Goal of the exercise:
All of the data below is to be returned unaltered.

Provided material:
######

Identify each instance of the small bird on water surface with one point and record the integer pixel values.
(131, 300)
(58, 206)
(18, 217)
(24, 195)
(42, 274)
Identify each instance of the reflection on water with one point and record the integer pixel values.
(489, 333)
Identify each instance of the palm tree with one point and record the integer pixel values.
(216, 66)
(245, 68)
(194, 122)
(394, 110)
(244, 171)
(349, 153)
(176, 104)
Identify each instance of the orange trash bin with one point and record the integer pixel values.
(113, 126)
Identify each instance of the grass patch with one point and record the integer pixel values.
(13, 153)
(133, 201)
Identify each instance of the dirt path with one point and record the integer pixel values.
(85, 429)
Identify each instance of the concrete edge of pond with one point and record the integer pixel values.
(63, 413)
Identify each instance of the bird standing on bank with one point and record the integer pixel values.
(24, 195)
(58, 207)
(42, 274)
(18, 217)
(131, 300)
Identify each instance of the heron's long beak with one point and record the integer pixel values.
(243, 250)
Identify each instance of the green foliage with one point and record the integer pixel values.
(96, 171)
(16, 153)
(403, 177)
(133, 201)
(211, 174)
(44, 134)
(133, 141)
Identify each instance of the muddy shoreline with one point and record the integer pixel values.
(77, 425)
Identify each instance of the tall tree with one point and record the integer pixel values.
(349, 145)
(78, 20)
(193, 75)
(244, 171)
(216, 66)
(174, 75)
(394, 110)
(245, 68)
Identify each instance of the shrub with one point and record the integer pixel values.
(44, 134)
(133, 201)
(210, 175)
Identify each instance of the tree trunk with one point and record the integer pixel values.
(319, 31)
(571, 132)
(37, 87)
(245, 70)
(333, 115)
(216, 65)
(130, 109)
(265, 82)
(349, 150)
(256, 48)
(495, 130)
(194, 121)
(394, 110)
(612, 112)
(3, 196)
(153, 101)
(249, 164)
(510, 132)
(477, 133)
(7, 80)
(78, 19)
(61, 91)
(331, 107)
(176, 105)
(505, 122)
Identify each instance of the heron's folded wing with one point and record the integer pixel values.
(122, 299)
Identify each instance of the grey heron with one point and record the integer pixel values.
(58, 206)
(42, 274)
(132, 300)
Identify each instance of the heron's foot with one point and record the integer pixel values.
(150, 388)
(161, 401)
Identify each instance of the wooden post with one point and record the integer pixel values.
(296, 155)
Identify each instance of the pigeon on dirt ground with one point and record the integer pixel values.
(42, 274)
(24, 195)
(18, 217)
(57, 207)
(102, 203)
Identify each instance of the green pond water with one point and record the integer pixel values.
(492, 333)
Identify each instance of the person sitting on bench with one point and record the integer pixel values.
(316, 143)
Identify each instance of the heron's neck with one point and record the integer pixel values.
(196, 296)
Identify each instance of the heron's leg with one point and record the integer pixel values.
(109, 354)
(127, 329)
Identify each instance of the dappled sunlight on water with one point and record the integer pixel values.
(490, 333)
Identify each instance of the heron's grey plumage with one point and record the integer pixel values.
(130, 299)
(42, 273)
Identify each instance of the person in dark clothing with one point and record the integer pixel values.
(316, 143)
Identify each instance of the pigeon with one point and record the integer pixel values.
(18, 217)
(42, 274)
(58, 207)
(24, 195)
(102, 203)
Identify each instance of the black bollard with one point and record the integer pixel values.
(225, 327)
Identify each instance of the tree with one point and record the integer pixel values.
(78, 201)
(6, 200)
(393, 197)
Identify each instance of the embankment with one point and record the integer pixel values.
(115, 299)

######

Finished task:
Identify each instance of the small bird on water surface with one point and record the integer pixel values.
(131, 300)
(58, 206)
(18, 217)
(24, 195)
(42, 274)
Identify each instance of the reflection on water with one point and record the integer pixel values.
(489, 333)
Identify each instance of the palm tree with one point and record the integer pixel values.
(216, 66)
(245, 68)
(194, 122)
(394, 110)
(244, 171)
(349, 153)
(176, 104)
Identify each instance of the orange trash bin with one point and record the integer pixel values.
(113, 126)
Identify each instance of the grass patch with one point and record the integer pixel values.
(13, 153)
(133, 201)
Identify each instance of the dirt path with one point and record the integer pixel values.
(85, 429)
Identify each instance of the concrete edge of pond with one point and record the integer pixel values.
(63, 413)
Identify each instance of the bird standing on bank with one point and record the integer pixel values.
(24, 195)
(58, 207)
(42, 274)
(18, 217)
(131, 300)
Identify each instance of the heron's long beak with one point and record the integer pixel values.
(243, 250)
Identify each instance of the green foliage with one point and record the integer pixel values.
(96, 171)
(16, 153)
(403, 177)
(133, 201)
(211, 174)
(44, 134)
(133, 141)
Identify each instance of the muddy shoreline with one point and record the integer pixel values.
(77, 425)
Identify each instance of the tall tree with one point and record the integer pixel values.
(349, 145)
(78, 20)
(193, 75)
(244, 171)
(216, 66)
(174, 75)
(394, 110)
(245, 68)
Identify each instance of the shrub with one point and record the integer pixel values.
(44, 134)
(133, 201)
(210, 175)
Identify each instance of the tree trunk with one point and record the integer pixel values.
(319, 31)
(571, 132)
(37, 87)
(245, 70)
(333, 115)
(216, 65)
(130, 109)
(265, 82)
(349, 150)
(256, 48)
(495, 130)
(194, 121)
(394, 110)
(612, 112)
(3, 196)
(153, 101)
(249, 164)
(510, 132)
(477, 133)
(7, 80)
(78, 19)
(61, 91)
(331, 107)
(176, 105)
(505, 122)
Identify each instance of the heron's folded wing with one point and record the integer pixel values.
(122, 299)
Identify each instance of the grey heron with one point and record the integer pixel values.
(58, 206)
(42, 274)
(132, 300)
Identify each instance of the heron's foot with one point and record the integer pixel values.
(150, 388)
(161, 401)
Identify each instance of the wooden post with one point and record the integer pixel values.
(296, 155)
Identify each instance of the pigeon on dirt ground with one point and record the integer pixel values.
(42, 274)
(24, 195)
(18, 217)
(57, 207)
(102, 203)
Identify each instance of the green pond water with one point and record the integer pixel values.
(492, 333)
Identify each instance of the person sitting on bench with one point and record the integer pixel values.
(316, 143)
Identify each instance of the heron's neck with one point and record the integer pixel values.
(196, 296)
Identify each instance of the heron's leg with one point and record the integer pixel values.
(109, 354)
(127, 329)
Identify each instance of the dappled sunlight on water with one point and record the integer pixel values.
(490, 333)
Identify each instance of the heron's grey plumage with one point and record the integer pixel values.
(130, 299)
(42, 273)
Identify each instance of the person in dark clothing with one point and record the integer pixel values.
(316, 143)
Identify each instance of the pigeon with one point and record the integer pixel values.
(18, 217)
(42, 274)
(58, 207)
(24, 195)
(102, 203)
Identify each instance of the black bollard with one point and record the integer pixel values.
(225, 327)
Identify each instance of the tree with one point and record the integer pixel values.
(78, 201)
(6, 200)
(393, 197)
Identify each instance of the embankment with one point and record the integer pixel values.
(115, 299)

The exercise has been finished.